____ Data provided
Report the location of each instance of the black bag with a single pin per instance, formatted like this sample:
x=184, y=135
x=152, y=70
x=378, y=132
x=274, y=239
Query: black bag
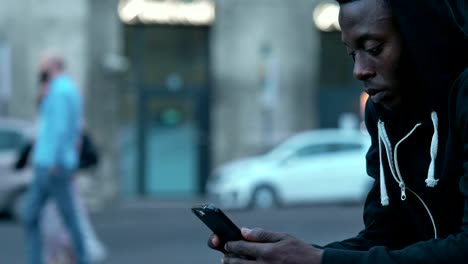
x=89, y=156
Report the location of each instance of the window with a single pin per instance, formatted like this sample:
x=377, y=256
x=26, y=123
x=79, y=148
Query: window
x=314, y=150
x=320, y=149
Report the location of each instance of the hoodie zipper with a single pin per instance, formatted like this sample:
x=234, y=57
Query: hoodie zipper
x=395, y=169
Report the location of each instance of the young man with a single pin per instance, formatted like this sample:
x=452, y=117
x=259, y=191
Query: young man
x=410, y=57
x=55, y=158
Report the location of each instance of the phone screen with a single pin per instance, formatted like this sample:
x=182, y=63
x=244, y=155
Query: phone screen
x=218, y=222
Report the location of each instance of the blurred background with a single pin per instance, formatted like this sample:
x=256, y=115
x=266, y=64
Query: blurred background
x=246, y=103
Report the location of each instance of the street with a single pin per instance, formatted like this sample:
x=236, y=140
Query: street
x=167, y=232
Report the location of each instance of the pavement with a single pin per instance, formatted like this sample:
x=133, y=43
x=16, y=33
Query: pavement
x=165, y=231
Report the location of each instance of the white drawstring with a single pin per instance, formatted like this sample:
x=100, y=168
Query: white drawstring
x=395, y=168
x=393, y=163
x=431, y=181
x=384, y=200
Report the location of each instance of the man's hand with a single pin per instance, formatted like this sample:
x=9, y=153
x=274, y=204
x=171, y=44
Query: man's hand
x=267, y=248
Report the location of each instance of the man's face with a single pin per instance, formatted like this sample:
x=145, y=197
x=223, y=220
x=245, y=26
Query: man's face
x=374, y=44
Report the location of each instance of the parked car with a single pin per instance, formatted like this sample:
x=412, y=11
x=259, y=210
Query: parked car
x=315, y=166
x=14, y=134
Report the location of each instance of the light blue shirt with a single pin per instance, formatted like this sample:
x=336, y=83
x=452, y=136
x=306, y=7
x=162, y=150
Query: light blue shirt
x=59, y=127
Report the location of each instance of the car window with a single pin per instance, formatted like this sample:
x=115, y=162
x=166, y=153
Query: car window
x=10, y=140
x=346, y=147
x=320, y=149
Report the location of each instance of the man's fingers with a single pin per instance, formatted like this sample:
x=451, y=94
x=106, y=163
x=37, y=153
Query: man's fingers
x=245, y=248
x=260, y=235
x=234, y=260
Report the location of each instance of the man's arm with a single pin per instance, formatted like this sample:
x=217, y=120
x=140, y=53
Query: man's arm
x=58, y=125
________
» **Prompt**: Please turn all the records above into a numbered list, one line per item, skipping blank lines and leaving out the pictures.

» **Task solution**:
1. Report the location of each instance of the black bag with a single pin per instance, formatted like this sample:
2. x=184, y=135
3. x=152, y=70
4. x=378, y=132
5. x=274, y=239
6. Query: black bag
7. x=89, y=156
8. Report the location of each instance of the window with a single pin per instance, formatted like this sample:
9. x=377, y=256
10. x=26, y=123
11. x=79, y=148
12. Query: window
13. x=314, y=150
14. x=320, y=149
15. Report the location of each instance of the hoodie zipper with a single pin per instance, formatted like this sample:
16. x=234, y=57
17. Query: hoodie zipper
18. x=395, y=169
19. Report the location of each instance of the young man with a single pin per instance, formatted like this sample:
20. x=452, y=117
21. x=259, y=191
22. Query: young man
23. x=410, y=57
24. x=55, y=158
25. Report the location of each instance of the phone screen with a single pin per instance, formatted like this sample:
26. x=182, y=63
27. x=244, y=155
28. Query: phone screen
29. x=218, y=222
30. Report the location of each instance of the blurred background with a single pin per instance, formatted like this sample:
31. x=256, y=115
32. x=266, y=64
33. Query: blurred background
34. x=246, y=103
35. Report the location of each instance of the street with a single pin per instance, formatted like this sample:
36. x=236, y=140
37. Query: street
38. x=167, y=232
39. Report the location of each instance of the pavement with a single pin per instance, formatted like this sample:
40. x=133, y=43
41. x=16, y=33
42. Query: pavement
43. x=165, y=231
44. Report the location of each instance of the white drawstring with a single pin per instance, formatted like this sample:
45. x=100, y=168
46. Query: white drawstring
47. x=395, y=168
48. x=393, y=163
49. x=431, y=181
50. x=384, y=200
51. Report the location of each instance of the man's hand with a single pin per instance, formatted like this sample:
52. x=9, y=153
53. x=274, y=204
54. x=171, y=44
55. Query: man's hand
56. x=267, y=248
57. Report the location of each instance of the man's face with a single pin per instance, formatted like this sample:
58. x=145, y=197
59. x=223, y=220
60. x=245, y=26
61. Query: man's face
62. x=374, y=44
63. Report the location of each instance of the parked car with a single pin per instance, formatted like this sample:
64. x=412, y=11
65. x=259, y=210
66. Query: parked car
67. x=315, y=166
68. x=14, y=134
69. Report the location of each instance of the light blue shirt with a single pin per instance, formatted like this sample:
70. x=336, y=83
71. x=452, y=136
72. x=306, y=7
73. x=162, y=150
74. Query: light blue shirt
75. x=59, y=127
76. Report the location of each instance of the car window with a single pin per instance, formatted like this sample:
77. x=115, y=162
78. x=166, y=153
79. Query: car window
80. x=10, y=140
81. x=346, y=147
82. x=320, y=149
83. Report the location of each instance of the man's fingers with a single pin per instance, formatted like this sample:
84. x=451, y=94
85. x=106, y=163
86. x=37, y=153
87. Query: man's fingers
88. x=245, y=248
89. x=260, y=235
90. x=234, y=260
91. Report the location of each instance of the man's arm with a single pin per instance, formatted like this sample:
92. x=217, y=120
93. x=140, y=53
94. Query: man's arm
95. x=58, y=125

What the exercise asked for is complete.